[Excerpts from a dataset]

☆ ☆ ☆

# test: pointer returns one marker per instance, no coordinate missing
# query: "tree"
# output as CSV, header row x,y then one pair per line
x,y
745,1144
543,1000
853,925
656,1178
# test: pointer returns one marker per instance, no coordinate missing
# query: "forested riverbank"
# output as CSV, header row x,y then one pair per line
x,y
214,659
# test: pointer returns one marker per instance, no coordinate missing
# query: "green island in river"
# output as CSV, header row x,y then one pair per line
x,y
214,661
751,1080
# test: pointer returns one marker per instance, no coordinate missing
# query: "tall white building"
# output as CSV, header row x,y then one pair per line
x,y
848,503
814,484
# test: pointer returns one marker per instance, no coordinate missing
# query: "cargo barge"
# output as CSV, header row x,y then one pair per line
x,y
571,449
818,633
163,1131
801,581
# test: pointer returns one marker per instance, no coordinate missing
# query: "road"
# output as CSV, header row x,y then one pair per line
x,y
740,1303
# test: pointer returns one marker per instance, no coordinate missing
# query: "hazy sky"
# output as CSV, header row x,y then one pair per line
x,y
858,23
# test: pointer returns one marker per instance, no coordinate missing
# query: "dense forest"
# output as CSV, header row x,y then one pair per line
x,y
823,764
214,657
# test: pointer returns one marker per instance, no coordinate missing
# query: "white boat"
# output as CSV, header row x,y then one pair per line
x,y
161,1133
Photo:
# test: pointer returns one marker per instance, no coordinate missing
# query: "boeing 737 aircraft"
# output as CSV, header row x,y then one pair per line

☆ ☆ ☆

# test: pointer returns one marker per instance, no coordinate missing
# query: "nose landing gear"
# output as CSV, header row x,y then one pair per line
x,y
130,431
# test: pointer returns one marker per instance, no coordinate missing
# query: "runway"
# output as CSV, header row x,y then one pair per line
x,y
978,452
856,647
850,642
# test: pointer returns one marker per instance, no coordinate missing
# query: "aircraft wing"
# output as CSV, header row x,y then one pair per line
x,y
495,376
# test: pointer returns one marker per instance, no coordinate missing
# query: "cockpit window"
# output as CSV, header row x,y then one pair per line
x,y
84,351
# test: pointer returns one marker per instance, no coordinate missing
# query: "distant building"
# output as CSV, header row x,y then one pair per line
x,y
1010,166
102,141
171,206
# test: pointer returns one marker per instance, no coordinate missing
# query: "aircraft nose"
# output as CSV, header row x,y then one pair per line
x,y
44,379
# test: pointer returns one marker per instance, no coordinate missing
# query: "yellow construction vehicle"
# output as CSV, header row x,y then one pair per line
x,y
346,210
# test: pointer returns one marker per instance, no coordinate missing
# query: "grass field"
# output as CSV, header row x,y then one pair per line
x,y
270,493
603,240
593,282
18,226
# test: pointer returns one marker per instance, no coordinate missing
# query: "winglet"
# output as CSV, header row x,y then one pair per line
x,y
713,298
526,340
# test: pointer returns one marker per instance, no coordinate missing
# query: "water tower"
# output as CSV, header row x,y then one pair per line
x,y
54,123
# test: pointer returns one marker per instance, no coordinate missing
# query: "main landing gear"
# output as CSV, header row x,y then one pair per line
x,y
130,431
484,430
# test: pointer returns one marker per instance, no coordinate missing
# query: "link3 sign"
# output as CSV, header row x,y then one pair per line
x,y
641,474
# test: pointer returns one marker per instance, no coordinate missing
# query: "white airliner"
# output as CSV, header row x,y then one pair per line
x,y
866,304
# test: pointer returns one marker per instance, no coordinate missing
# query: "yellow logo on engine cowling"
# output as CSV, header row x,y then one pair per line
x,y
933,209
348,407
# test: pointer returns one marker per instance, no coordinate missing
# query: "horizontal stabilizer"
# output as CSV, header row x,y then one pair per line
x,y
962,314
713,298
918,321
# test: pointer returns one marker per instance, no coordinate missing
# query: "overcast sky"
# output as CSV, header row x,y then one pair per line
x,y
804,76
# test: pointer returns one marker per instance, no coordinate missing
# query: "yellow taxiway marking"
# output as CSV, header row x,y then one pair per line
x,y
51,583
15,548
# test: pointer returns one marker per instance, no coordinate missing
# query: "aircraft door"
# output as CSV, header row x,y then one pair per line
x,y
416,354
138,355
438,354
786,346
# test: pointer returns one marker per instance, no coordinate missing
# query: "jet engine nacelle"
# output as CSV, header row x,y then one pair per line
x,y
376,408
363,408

☆ ☆ ☆

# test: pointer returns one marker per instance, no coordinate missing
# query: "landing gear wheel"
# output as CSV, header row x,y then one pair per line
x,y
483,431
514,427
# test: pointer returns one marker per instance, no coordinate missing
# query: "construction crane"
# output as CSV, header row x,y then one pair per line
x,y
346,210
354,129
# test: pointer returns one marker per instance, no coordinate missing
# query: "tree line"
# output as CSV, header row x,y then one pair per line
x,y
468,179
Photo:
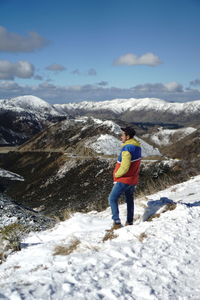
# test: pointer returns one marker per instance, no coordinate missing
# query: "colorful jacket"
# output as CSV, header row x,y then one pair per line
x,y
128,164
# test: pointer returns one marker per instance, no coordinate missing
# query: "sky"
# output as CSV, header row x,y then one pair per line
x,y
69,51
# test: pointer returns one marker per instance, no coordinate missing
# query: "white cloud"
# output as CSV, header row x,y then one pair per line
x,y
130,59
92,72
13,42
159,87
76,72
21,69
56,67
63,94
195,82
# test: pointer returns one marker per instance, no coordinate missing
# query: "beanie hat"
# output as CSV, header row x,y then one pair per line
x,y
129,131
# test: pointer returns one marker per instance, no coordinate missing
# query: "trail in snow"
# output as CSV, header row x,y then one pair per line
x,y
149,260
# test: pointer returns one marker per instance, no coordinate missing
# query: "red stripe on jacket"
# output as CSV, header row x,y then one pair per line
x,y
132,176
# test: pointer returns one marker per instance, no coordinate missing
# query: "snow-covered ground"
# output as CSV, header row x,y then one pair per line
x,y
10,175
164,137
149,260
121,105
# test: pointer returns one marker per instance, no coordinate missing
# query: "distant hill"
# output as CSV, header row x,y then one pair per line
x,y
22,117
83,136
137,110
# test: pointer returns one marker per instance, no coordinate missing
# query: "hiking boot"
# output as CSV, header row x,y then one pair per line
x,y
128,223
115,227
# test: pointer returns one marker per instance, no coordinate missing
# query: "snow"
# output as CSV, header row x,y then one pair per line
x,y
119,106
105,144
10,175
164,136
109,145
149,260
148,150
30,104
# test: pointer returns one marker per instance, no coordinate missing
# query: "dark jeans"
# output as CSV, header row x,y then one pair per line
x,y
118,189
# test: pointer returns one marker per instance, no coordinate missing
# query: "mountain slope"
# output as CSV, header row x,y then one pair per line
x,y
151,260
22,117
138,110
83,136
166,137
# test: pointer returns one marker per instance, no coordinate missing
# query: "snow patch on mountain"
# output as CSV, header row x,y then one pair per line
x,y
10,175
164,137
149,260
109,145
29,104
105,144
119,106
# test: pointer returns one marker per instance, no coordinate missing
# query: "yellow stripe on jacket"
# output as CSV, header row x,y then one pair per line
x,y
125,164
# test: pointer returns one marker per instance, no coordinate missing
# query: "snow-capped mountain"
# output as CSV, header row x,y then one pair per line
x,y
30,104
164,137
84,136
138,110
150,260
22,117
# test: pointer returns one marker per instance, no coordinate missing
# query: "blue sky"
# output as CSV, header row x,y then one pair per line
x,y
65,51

☆ ☆ ☆

* [Work request]:
The lines to copy are those above that contain "stripe".

* [Output of the exercise]:
# query: "red stripe on jacket"
# query: "yellow stripe on jacket"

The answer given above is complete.